Requirement: Down to the last line, reproduce the data below exactly.

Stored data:

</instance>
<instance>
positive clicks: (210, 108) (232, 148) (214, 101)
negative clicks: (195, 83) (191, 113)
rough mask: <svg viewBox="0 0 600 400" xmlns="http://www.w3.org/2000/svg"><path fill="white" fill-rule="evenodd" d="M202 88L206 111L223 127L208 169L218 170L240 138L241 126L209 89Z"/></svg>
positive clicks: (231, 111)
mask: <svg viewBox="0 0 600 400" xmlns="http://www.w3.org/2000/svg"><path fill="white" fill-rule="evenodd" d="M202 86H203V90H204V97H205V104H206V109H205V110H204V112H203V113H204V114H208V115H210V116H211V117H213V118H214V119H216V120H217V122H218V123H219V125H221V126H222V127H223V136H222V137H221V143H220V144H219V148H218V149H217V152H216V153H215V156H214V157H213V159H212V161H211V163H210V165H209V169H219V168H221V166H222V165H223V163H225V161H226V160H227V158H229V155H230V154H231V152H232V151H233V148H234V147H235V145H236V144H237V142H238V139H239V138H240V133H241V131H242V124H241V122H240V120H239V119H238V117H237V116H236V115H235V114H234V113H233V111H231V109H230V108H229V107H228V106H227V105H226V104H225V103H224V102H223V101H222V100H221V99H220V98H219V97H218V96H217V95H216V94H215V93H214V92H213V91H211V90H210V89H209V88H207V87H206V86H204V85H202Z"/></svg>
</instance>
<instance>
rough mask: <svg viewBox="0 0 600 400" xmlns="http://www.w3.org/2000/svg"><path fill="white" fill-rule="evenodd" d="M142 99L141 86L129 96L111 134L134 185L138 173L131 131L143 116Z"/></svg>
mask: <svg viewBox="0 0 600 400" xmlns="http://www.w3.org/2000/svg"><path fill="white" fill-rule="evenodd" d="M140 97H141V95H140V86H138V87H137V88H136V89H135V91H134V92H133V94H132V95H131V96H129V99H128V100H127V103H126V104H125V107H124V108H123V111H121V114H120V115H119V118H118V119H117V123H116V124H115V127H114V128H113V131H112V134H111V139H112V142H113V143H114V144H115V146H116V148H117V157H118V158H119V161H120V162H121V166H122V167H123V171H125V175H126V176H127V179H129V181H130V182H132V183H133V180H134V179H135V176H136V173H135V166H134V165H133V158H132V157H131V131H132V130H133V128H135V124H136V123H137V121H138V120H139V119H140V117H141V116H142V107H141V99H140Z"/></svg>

Expected answer:
</instance>
<instance>
positive clicks: (210, 108) (232, 148) (214, 101)
negative clicks: (195, 83) (191, 113)
rough mask: <svg viewBox="0 0 600 400" xmlns="http://www.w3.org/2000/svg"><path fill="white" fill-rule="evenodd" d="M202 88L206 111L223 127L208 169L218 170L240 138L241 126L209 89Z"/></svg>
positive clicks: (231, 111)
mask: <svg viewBox="0 0 600 400" xmlns="http://www.w3.org/2000/svg"><path fill="white" fill-rule="evenodd" d="M202 86H203V90H204V97H205V104H206V109H205V110H204V112H203V113H204V114H208V115H210V116H211V117H213V118H214V119H216V120H217V122H218V123H219V125H221V126H222V127H223V136H222V137H221V143H220V144H219V148H218V149H217V152H216V153H215V156H214V157H213V159H212V161H211V163H210V165H209V169H219V168H221V166H222V165H223V163H225V161H226V160H227V158H229V155H230V154H231V152H232V151H233V148H234V147H235V145H236V144H237V142H238V139H239V138H240V133H241V131H242V124H241V122H240V120H239V119H238V117H237V116H236V115H235V114H234V113H233V111H231V109H230V108H229V107H228V106H227V105H226V104H225V103H224V102H223V101H222V100H221V99H220V98H219V97H218V96H217V95H216V94H215V93H214V92H213V91H211V90H210V89H209V88H207V87H206V86H204V85H202Z"/></svg>
</instance>
<instance>
rough mask: <svg viewBox="0 0 600 400" xmlns="http://www.w3.org/2000/svg"><path fill="white" fill-rule="evenodd" d="M142 99L141 86L129 96L111 134L134 185L138 173L131 131L143 116Z"/></svg>
mask: <svg viewBox="0 0 600 400" xmlns="http://www.w3.org/2000/svg"><path fill="white" fill-rule="evenodd" d="M140 97H141V95H140V86H138V87H137V88H136V89H135V91H134V92H133V94H132V95H131V96H129V99H128V100H127V103H126V104H125V107H124V108H123V111H121V114H120V115H119V118H118V119H117V123H116V124H115V127H114V128H113V131H112V134H111V139H112V142H113V143H114V144H115V146H116V148H117V157H118V158H119V161H120V162H121V166H122V167H123V171H125V175H126V176H127V179H129V181H130V182H132V183H133V180H134V179H135V176H136V173H135V166H134V165H133V158H132V157H131V131H132V130H133V128H135V124H136V123H137V121H138V120H139V119H140V117H141V116H142V107H141V99H140Z"/></svg>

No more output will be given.